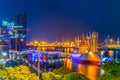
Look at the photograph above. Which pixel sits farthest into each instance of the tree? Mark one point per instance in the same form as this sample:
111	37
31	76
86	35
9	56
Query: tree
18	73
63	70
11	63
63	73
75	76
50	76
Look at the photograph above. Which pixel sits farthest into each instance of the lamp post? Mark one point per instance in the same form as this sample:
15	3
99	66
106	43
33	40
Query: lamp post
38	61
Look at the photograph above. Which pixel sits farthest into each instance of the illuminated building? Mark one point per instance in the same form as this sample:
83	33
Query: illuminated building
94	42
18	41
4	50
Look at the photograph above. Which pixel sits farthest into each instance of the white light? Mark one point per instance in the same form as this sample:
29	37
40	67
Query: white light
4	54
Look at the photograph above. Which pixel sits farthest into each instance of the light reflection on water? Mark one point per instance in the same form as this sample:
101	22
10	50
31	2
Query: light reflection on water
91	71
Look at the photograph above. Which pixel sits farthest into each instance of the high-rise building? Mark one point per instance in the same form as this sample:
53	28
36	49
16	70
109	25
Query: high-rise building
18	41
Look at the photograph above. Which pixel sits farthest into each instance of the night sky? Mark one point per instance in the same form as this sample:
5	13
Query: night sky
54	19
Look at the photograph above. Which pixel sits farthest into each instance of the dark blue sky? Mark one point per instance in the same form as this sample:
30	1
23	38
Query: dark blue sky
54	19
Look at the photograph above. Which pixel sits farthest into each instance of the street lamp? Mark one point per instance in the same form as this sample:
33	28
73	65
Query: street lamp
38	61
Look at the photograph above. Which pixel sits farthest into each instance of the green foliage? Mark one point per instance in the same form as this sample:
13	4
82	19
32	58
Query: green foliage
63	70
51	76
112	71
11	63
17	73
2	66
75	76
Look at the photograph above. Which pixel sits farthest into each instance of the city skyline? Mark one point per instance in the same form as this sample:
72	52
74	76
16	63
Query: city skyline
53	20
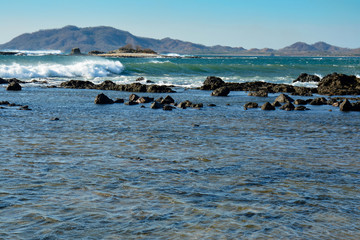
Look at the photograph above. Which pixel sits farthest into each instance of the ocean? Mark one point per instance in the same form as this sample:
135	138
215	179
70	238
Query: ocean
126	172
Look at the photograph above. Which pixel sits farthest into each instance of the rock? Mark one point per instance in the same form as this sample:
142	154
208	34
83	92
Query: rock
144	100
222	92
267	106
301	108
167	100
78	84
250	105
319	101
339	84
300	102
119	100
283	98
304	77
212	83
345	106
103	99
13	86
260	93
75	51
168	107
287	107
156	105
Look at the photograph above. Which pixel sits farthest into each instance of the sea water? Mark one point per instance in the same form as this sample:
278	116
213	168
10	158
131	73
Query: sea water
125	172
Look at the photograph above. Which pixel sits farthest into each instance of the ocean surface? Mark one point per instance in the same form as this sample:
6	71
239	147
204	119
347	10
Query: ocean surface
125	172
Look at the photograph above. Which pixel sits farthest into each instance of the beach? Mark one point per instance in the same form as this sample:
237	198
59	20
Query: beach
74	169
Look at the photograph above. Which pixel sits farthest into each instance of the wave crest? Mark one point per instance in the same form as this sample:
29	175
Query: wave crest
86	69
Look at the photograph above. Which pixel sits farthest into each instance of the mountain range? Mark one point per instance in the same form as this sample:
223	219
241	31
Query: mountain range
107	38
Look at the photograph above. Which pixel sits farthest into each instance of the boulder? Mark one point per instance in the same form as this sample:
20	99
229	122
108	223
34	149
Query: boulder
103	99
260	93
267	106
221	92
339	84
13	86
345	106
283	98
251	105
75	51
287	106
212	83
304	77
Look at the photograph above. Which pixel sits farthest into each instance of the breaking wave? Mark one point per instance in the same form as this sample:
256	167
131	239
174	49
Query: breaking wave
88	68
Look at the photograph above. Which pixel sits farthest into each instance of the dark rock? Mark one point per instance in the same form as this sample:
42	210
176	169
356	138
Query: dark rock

**Exercise**
When you repeat the material, keep every word exact and drop the pictures.

**Answer section**
Look at the photograph above. Which pixel sits farthest into each instance of the tree? Mark one point per instance in the same form as this sample:
111	37
31	76
86	35
9	56
Query: tree
18	73
63	70
11	63
63	73
75	76
50	76
Look at the photograph above. Which pixel sits farthest into each instance of the lamp post? Mark one point per instance in the same form as this sample:
15	3
99	66
106	43
33	40
Query: lamp post
38	61
Look at the photograph above. Which pixel sits farthest into each instance of the illuminated building? Mark one point per instance in the same form as this sample:
83	33
Query: illuminated building
94	42
18	41
4	50
Look at the photograph above. Which pixel sits farthest into each instance of the white light? Mark one point per instance in the same form as this sample:
29	37
40	67
Query: white light
4	54
Look at the photograph above. Which pixel sits farthest into each instance of the light reflection on water? Mark one point per instance in the same form as this sample:
101	22
10	50
31	2
Query: light reflection on water
91	71
Look at the photograph above. Which pixel sits farthest into each instance of the high-rise building? Mark one point per instance in the same form as this sample:
53	28
36	49
16	70
109	25
Query: high-rise building
18	41
Look at the photograph above. Which pixel sits farthest into each instance of the night sky? Mark one point per instance in the same form as this sample:
5	13
Query: night sky
54	19
Look at the photograph above. Which pixel sits farthest into each instance of the dark blue sky? Mark one point per instance in the same form as this sample:
30	1
23	38
Query: dark blue sky
54	19
Look at the photograph above. Which pixel sits farthest into each instance of the street lamp? Mark one point per instance in the same form as this sample:
33	28
73	65
Query: street lamp
38	61
Look at the photograph above. Which pixel sits farthest into each instance of the green foliage? Mark one point per instance in the same form as this sample:
13	4
82	19
32	58
Query: green foliage
63	70
51	76
112	71
11	63
17	73
2	66
75	76
Look at the photograph above. Which pixel sits farthest into each instance of the city skyline? Mark one point per instance in the same form as this sample:
72	52
74	76
16	63
Query: city skyline
53	20
Look at the photograph above. Which pixel sits farthest into each instance of the ocean? Mark one point per instance in the same form as this sample:
135	138
215	179
70	238
Query: ocean
126	172
Look at the photograph above. Which pixel sits farthest into each instance of the rock? Mark one point per instance in the same form as this sample:
142	154
208	34
83	92
Query: rock
144	100
222	92
267	106
301	108
167	100
78	84
250	105
319	101
339	84
300	102
119	100
283	98
304	77
212	83
345	106
103	99
13	86
260	93
75	51
168	107
287	107
156	105
Look at the photograph above. Which pixel sits farthest into each instance of the sea water? Mark one point per instance in the same form as this sample:
278	116
213	168
10	158
131	73
Query: sea water
125	172
Look at the photograph above. Which pixel sits farthest into each instance of the ocean surface? Mark one point per instance in the same form as this sample:
6	71
239	147
204	119
347	10
Query: ocean surface
125	172
Look at the photograph above. Which pixel sits farthest into each instance of the beach? Mark one point per instance in the same form as this sample:
237	198
59	20
Query: beach
74	169
Look at the photograph above. Which pixel sits farthest into each instance of the wave crest? Mark one point per instance in the same form as this sample:
29	175
Query: wave crest
86	69
Look at the photograph above. Which pixel sits farthest into each instance of the mountain range? Mark one point per instance in the same form as this sample:
223	219
241	31
Query: mountain range
107	38
Look at the photograph above. Which pixel sits farthest into each instance of the boulder? Mark one point per instance in the same form as this sample:
20	99
229	122
108	223
34	149
Query: boulder
103	99
260	93
267	106
221	92
339	84
13	86
345	106
283	98
251	105
75	51
287	106
212	83
304	77
Look at the photograph above. Which pixel sits farthest into each instance of the breaking wave? Mark one point per instance in the same form as this sample:
256	167
131	239
174	49
Query: breaking wave
88	68
Look at the photograph above. Which pixel sits farthest into each instance of the dark rock? Mark one point per instance in the same form as this sample:
42	210
176	169
356	138
Query: dark rock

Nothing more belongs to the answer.